* _INSTRUCTIONS FOR THE TASK_: Which lines in the entries below contain the word "interior", with case counting? Copy each of those lines in full.

--- DATA IN THIS EXERCISE ---

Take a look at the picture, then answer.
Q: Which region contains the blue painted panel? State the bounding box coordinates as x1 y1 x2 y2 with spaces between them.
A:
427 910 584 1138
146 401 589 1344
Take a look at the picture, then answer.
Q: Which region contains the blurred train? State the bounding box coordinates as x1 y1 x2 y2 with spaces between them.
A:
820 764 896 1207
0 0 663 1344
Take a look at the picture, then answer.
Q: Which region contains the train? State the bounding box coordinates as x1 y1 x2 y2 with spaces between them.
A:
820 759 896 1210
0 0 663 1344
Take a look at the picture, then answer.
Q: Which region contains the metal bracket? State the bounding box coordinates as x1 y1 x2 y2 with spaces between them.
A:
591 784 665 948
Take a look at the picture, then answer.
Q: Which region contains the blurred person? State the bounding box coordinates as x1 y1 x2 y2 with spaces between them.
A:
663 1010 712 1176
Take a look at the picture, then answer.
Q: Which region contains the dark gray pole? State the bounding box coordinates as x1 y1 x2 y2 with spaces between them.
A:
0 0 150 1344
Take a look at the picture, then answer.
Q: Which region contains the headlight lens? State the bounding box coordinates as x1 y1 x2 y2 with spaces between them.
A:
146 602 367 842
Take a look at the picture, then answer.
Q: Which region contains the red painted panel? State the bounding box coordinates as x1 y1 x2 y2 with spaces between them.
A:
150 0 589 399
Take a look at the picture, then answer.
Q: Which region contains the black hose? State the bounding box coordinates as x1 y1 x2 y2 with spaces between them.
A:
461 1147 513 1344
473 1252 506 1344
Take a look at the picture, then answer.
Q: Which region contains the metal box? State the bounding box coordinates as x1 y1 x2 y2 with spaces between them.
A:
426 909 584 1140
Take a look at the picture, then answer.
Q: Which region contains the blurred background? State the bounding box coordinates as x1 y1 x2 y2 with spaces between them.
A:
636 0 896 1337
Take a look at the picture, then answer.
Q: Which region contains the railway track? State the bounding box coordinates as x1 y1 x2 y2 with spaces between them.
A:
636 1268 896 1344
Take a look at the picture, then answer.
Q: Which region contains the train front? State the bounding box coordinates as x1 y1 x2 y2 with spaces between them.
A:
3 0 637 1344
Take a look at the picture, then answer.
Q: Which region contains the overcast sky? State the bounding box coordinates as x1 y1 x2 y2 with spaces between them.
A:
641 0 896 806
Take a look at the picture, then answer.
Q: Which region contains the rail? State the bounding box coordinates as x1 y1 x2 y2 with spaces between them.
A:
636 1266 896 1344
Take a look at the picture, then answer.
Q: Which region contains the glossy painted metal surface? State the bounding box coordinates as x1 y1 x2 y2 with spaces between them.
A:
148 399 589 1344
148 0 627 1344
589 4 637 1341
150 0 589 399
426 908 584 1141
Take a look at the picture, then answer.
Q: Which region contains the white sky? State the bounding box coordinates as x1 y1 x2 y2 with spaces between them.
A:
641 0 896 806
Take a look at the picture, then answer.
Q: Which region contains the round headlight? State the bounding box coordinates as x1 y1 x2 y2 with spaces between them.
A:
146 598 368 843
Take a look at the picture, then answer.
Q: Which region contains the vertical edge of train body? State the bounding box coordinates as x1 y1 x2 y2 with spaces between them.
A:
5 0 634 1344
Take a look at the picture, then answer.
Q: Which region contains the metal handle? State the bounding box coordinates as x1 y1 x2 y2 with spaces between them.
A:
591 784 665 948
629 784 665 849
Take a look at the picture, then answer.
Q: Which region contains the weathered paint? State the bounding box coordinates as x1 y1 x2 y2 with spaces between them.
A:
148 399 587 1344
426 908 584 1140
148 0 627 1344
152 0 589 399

---
--- DATA IN THIS EXERCISE ---

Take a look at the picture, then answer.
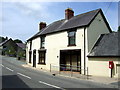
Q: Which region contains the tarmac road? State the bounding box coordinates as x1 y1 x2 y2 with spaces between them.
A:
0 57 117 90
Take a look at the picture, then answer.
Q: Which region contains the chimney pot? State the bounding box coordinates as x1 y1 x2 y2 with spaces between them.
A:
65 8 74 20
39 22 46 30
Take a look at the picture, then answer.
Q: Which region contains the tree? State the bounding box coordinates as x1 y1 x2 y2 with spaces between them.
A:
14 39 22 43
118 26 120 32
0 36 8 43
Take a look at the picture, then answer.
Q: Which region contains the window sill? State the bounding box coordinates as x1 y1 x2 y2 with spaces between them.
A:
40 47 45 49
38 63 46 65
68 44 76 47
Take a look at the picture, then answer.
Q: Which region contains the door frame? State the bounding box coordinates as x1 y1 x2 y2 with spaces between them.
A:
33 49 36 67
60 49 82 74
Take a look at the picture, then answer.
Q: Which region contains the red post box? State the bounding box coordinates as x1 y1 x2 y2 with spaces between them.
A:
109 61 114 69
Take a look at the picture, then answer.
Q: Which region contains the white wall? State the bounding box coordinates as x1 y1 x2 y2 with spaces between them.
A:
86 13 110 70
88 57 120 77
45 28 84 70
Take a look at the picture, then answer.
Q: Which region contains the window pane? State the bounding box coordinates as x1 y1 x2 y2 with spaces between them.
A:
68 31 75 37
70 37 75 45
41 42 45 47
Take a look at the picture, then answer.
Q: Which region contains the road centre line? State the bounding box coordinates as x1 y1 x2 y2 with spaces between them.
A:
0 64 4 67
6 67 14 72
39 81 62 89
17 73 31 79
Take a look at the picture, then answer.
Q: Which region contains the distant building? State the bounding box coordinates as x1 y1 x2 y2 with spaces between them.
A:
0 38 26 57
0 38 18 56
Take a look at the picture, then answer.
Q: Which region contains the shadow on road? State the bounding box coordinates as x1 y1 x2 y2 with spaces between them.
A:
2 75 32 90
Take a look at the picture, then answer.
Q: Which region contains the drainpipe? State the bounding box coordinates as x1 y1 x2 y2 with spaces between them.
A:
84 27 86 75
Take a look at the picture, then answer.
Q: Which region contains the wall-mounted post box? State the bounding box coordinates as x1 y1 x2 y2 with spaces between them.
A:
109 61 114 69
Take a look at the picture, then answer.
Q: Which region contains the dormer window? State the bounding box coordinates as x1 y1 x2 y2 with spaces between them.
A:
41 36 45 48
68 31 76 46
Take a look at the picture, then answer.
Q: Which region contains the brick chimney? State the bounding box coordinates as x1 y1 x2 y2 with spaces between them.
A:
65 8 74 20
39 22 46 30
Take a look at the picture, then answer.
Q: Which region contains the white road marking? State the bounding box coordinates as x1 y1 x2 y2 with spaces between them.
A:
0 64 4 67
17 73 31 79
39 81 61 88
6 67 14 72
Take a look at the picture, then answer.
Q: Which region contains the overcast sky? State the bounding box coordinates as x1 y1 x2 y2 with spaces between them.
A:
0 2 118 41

---
--- DATA IN THIS EXERCISE ---

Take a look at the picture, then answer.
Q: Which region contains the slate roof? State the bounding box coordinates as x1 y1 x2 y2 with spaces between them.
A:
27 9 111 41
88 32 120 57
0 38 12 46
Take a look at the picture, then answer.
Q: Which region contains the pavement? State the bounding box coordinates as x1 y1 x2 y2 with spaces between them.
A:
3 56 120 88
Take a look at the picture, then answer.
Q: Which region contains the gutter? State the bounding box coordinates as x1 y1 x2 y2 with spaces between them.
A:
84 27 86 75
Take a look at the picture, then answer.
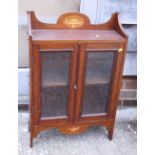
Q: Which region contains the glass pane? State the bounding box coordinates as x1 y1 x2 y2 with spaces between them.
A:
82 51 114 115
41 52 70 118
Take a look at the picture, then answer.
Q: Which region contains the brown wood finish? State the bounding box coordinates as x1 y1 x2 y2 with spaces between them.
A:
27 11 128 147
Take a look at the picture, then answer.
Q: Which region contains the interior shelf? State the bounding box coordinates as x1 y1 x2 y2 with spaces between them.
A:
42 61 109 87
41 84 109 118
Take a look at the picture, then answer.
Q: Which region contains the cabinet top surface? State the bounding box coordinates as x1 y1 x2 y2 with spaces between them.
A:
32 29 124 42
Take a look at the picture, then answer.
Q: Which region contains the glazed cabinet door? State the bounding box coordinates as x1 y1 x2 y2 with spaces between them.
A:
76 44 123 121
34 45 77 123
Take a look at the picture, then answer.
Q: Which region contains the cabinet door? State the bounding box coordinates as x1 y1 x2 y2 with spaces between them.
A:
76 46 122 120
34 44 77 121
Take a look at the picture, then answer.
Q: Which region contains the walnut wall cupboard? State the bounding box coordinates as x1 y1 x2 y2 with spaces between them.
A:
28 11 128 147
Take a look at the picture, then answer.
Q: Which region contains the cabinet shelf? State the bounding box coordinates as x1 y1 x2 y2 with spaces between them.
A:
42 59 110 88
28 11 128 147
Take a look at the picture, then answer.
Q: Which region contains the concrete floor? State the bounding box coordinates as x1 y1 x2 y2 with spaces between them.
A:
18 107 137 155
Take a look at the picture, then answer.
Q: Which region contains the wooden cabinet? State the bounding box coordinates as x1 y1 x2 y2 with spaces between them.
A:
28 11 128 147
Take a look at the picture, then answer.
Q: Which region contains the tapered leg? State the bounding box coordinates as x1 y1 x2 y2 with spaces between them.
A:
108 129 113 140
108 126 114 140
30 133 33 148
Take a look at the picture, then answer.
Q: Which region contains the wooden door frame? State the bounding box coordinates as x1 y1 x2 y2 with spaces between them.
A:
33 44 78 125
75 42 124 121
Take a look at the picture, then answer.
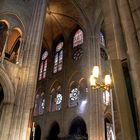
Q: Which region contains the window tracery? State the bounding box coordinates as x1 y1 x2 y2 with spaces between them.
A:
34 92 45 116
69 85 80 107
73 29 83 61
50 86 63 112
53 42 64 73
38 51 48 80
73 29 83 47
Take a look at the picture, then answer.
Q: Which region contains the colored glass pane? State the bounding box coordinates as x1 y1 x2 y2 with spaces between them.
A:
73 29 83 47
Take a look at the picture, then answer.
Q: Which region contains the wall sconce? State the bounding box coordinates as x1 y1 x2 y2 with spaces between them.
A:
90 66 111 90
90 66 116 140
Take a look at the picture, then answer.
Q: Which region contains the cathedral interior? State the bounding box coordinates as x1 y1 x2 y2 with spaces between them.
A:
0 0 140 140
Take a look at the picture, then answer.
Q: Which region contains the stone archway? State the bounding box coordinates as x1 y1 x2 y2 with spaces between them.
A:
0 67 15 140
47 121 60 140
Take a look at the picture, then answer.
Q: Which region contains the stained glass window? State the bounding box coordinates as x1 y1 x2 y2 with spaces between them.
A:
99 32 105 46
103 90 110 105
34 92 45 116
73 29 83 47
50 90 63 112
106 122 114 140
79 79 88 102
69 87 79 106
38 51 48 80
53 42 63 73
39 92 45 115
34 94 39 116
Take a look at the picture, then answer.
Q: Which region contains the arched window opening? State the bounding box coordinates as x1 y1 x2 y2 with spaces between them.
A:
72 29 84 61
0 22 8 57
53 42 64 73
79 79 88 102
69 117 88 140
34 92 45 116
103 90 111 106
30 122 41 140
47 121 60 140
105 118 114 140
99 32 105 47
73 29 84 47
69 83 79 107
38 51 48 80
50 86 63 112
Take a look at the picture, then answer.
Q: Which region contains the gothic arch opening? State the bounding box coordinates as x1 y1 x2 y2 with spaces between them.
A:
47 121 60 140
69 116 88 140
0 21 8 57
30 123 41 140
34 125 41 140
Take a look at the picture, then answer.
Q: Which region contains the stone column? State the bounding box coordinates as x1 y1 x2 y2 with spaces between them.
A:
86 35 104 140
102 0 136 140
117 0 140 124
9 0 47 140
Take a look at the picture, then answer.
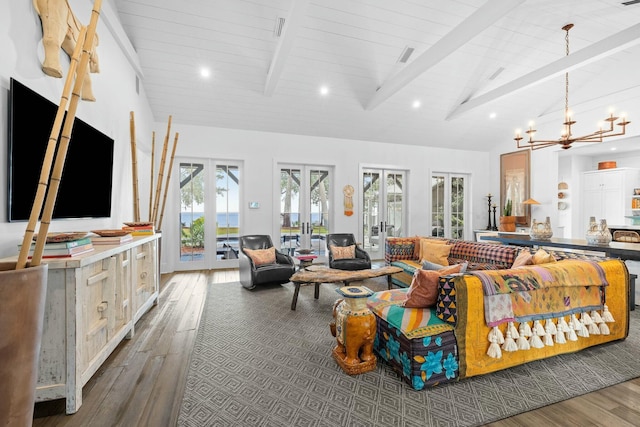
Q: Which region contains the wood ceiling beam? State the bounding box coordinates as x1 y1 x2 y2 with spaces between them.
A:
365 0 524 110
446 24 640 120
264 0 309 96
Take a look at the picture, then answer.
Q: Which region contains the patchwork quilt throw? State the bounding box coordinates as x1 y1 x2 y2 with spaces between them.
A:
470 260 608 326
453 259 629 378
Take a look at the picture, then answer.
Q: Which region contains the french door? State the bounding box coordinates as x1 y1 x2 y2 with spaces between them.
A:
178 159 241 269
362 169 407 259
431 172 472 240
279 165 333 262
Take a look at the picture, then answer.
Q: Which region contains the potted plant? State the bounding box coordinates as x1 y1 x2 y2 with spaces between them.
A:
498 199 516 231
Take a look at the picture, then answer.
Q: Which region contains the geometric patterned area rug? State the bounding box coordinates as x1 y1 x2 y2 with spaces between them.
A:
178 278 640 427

---

* _RESULT FOR THIS TASK_:
Q: Which region contains the interior shelf? State the bounding box coordinates as x1 y1 x2 y2 with spaces between them.
Q: Which region contains the cathedral interior? State the bounding box coordinates as x1 y1 x2 y2 with spaces between them.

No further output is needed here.